Stated exercise 1
Please copy the records from the line with "outline dirt path" through the end of the records, swapping "dirt path" for "gravel road" and leaving everything else as it is.

* BEGIN Document segment *

This can be used to teach useful time management, the importance of using time wisely, how expertise is developed, the necessity of following directions, and that sometimes, no matter how well you do something stuff just goes wrong and you have to get up and try again. The reward is fairly immediate a message appears in blue letters in the chat windows saying, “You are better at (blank) your skill is now (X)“ so you can see your character improve. This immediate payback is an important element of training environments. It varies from skill to skill with some developing more rapidly than others. All of these are valuable lessons to learn. Many are traditionally taught through mediums like Aesop’s Fables or fairy tales, environments not to different from the fantasy environment of EQ. EQ is not intended as a teaching tool, but it can be used as one.

Like real life EQ provides a variety of different activities and goals, and because of its complexity it provides opportunities for seeking goals not specifically designed into it. A variety of goals and their importance to players is presented at http://www.nickyee.com/eqt/metagame.html. Gaining a level, the most obvious game goal rates highest with players, but crafting a complex trade skill item and completing quests are very close to the same level in importance to players.

EQ provides lessons in economics and budgeting. You make money by working at the job of hunting and killing monsters. You spend money on armor, food, water, supplies, magical spells, etc. This required budgeting and other financial skills.

Players can also sell directly to other players in game. There is a special chat channel for this and various areas see a lot of activity here. Players can learn skills and make things for sale or they can sell the products of their hunting to other players. EQ provides a bazaar in which you can set up a sort of virtual reality store to sell the products which you make or acquire in your adventures. They can also sell their services to help other players get specific items. Enchanters can sell spell buffs, rangers and other trackers can sell their service as trackers, etc. There are lessons to be learned here about how people react to sales offers, competitive pricing, supply and demand, etc.

* END Document segment *
* BEGIN Records supplied *

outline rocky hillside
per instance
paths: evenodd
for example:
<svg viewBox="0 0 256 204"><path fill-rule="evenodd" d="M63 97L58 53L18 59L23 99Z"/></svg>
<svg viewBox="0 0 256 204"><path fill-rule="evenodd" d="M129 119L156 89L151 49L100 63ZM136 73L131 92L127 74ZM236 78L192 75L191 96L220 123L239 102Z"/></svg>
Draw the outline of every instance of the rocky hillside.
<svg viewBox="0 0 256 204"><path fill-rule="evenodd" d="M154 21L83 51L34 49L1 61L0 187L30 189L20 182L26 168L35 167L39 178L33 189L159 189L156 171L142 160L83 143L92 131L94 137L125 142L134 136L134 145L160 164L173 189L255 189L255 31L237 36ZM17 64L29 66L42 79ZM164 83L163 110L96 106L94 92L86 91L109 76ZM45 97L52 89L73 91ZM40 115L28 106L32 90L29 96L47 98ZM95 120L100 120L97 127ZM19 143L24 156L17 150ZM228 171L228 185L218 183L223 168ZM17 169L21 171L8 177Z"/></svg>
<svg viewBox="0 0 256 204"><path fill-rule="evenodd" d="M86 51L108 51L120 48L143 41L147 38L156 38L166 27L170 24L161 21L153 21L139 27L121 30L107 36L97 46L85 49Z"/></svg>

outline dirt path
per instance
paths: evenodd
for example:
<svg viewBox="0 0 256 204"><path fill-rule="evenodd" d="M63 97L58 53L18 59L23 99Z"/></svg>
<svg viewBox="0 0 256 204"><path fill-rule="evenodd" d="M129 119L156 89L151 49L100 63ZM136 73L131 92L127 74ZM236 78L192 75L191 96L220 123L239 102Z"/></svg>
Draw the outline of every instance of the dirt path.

* END Records supplied *

Stated exercise 2
Write out the passage on EQ as a teaching tool again, word for word.

Full solution 1
outline gravel road
per instance
paths: evenodd
for example:
<svg viewBox="0 0 256 204"><path fill-rule="evenodd" d="M63 97L58 53L18 59L23 99Z"/></svg>
<svg viewBox="0 0 256 204"><path fill-rule="evenodd" d="M129 119L156 89L151 49L100 63ZM136 73L131 92L127 74ZM236 78L192 75L191 96L220 123L239 102Z"/></svg>
Draw the outline of every instance of the gravel road.

Full solution 2
This can be used to teach useful time management, the importance of using time wisely, how expertise is developed, the necessity of following directions, and that sometimes, no matter how well you do something stuff just goes wrong and you have to get up and try again. The reward is fairly immediate a message appears in blue letters in the chat windows saying, “You are better at (blank) your skill is now (X)“ so you can see your character improve. This immediate payback is an important element of training environments. It varies from skill to skill with some developing more rapidly than others. All of these are valuable lessons to learn. Many are traditionally taught through mediums like Aesop’s Fables or fairy tales, environments not to different from the fantasy environment of EQ. EQ is not intended as a teaching tool, but it can be used as one.

Like real life EQ provides a variety of different activities and goals, and because of its complexity it provides opportunities for seeking goals not specifically designed into it. A variety of goals and their importance to players is presented at http://www.nickyee.com/eqt/metagame.html. Gaining a level, the most obvious game goal rates highest with players, but crafting a complex trade skill item and completing quests are very close to the same level in importance to players.

EQ provides lessons in economics and budgeting. You make money by working at the job of hunting and killing monsters. You spend money on armor, food, water, supplies, magical spells, etc. This required budgeting and other financial skills.

Players can also sell directly to other players in game. There is a special chat channel for this and various areas see a lot of activity here. Players can learn skills and make things for sale or they can sell the products of their hunting to other players. EQ provides a bazaar in which you can set up a sort of virtual reality store to sell the products which you make or acquire in your adventures. They can also sell their services to help other players get specific items. Enchanters can sell spell buffs, rangers and other trackers can sell their service as trackers, etc. There are lessons to be learned here about how people react to sales offers, competitive pricing, supply and demand, etc.